Show each line of the rows below that contains the string "motorcycle", copied in full.

#####

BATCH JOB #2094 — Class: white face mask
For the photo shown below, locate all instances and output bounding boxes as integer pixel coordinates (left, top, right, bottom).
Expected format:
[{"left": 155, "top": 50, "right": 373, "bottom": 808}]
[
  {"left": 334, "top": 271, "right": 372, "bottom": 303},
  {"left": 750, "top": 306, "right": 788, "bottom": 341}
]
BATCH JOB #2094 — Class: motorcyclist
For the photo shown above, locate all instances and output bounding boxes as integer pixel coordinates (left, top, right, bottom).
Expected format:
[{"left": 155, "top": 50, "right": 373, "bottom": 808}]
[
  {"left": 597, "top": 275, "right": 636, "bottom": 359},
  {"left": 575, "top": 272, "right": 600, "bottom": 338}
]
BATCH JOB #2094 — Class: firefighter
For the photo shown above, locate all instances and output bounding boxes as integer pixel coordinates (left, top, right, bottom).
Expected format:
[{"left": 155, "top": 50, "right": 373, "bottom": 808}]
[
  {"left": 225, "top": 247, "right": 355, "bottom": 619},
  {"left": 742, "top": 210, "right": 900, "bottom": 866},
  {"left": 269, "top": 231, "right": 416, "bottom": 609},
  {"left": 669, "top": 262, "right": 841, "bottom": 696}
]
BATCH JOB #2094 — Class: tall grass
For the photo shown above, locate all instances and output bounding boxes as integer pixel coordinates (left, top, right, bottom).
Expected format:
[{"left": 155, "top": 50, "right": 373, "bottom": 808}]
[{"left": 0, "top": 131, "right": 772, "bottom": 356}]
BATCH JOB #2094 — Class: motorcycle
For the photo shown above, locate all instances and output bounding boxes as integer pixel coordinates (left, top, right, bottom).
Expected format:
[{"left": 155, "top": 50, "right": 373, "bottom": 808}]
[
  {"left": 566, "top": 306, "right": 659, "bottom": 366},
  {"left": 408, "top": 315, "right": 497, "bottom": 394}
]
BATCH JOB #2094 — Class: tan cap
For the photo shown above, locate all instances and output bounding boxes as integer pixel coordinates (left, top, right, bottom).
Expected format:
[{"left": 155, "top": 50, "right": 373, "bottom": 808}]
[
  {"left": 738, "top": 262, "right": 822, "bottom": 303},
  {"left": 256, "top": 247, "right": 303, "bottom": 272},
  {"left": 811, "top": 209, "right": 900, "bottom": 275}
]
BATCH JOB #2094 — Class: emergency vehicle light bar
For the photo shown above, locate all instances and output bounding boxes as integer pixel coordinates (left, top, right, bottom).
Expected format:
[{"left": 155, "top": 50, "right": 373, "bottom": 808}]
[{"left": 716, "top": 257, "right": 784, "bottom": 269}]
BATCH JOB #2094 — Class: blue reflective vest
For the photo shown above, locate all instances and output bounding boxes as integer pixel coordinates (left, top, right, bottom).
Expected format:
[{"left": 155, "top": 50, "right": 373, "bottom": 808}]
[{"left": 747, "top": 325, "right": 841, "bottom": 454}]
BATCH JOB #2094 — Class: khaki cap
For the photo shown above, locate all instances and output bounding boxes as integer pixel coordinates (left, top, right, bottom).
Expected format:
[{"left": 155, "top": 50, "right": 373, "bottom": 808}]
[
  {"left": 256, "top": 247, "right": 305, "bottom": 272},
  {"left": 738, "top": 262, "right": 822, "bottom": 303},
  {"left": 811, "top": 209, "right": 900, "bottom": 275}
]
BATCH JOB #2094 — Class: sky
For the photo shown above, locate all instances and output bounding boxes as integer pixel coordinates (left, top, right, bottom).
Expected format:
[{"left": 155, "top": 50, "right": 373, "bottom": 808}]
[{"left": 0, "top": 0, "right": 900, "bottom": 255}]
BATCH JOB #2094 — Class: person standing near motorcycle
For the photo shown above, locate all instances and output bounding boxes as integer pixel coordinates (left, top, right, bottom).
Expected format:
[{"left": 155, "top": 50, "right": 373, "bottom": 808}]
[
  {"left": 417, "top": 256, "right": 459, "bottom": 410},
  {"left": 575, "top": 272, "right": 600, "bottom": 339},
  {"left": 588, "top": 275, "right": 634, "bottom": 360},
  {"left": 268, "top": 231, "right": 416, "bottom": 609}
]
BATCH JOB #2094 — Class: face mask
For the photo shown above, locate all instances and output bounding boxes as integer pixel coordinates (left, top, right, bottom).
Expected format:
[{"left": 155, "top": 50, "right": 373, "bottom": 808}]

#####

Output for this task:
BATCH JOB #2094 — Class: motorcycle
BATCH JOB #2094 — Class: person standing near motorcycle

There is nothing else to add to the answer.